*Work required*
Reproduce, line for line, the part of the rows that opens with the line containing "[spot] the jar" and closes at the end of the rows.

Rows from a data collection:
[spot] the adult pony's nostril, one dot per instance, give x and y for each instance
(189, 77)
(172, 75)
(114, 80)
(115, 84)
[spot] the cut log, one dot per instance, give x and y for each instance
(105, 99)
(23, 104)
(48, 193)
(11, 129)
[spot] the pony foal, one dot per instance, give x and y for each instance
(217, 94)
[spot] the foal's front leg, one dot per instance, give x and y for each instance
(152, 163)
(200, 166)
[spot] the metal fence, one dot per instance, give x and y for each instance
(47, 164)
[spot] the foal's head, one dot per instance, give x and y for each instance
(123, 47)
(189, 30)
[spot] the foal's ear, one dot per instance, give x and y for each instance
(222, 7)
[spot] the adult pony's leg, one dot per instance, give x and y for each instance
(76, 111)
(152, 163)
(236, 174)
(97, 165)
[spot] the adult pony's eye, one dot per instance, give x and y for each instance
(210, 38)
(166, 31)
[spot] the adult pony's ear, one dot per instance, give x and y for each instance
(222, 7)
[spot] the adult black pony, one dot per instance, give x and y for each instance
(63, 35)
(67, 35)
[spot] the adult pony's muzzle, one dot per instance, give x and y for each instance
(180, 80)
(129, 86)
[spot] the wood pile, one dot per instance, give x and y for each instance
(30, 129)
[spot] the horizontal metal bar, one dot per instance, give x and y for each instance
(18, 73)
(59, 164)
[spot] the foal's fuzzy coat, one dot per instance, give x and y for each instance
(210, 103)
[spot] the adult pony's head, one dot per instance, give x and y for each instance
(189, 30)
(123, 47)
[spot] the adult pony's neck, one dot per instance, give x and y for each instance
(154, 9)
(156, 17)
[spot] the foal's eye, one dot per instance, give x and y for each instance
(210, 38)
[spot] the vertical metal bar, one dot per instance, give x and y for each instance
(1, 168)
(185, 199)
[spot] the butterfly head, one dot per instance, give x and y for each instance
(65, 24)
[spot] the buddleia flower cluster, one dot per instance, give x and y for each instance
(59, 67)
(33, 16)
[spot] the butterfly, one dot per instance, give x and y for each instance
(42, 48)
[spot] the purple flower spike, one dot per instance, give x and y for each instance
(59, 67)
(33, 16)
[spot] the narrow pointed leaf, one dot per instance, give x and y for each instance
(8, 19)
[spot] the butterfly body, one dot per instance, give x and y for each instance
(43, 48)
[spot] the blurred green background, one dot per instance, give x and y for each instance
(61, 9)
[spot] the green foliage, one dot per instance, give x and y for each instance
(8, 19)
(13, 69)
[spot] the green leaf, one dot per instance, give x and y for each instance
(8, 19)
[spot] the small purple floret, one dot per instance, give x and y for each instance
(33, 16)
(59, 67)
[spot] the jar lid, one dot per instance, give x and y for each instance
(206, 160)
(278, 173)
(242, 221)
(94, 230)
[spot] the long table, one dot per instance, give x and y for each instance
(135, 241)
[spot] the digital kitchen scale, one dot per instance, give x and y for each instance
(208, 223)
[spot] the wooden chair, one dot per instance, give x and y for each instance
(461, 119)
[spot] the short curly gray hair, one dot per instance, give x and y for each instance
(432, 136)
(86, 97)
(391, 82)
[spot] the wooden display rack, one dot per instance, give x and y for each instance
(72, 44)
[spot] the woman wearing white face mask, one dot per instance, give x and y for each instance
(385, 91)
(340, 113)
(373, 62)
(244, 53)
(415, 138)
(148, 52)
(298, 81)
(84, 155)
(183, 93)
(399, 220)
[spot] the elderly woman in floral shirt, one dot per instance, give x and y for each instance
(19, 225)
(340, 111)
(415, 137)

*Result*
[spot] the jar lid, one dot per instance, give x and y for each instance
(206, 160)
(278, 173)
(242, 221)
(94, 230)
[spot] the long table, one dot per instance, give x and y for each instance
(135, 241)
[spot] the digital kitchen scale, one dot per instance, give x and y for each instance
(208, 223)
[spot] the wooden chair, one dot per instance, give x and y for each instance
(461, 119)
[spot] the short curly gray hair, one dot per instance, give x and y for each instance
(432, 136)
(86, 97)
(391, 82)
[spot] the wooden display rack, one dot per instance, give x and y for each instance
(72, 44)
[spot] the woman wearing white face mask, one dot per instance, give x and y for each instance
(385, 91)
(340, 113)
(373, 62)
(244, 53)
(415, 138)
(148, 52)
(298, 81)
(84, 155)
(183, 93)
(399, 220)
[spot] the elderly woman in floral shirt, one dot per instance, give x and y for each instance
(19, 225)
(340, 111)
(415, 137)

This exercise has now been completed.